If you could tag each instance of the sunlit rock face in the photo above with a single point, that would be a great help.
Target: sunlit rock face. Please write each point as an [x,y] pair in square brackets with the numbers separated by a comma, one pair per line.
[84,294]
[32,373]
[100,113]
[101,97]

********************

What is needed: Find the line containing "Target: sunlit rock" in the material above. Print it and every line after it through the end, exactly and only those.

Answer to this task:
Target: sunlit rock face. Please write each point as an [x,y] pair in square brackets with the numbers separated by a comma, one pair per line.
[84,294]
[32,373]
[100,113]
[101,97]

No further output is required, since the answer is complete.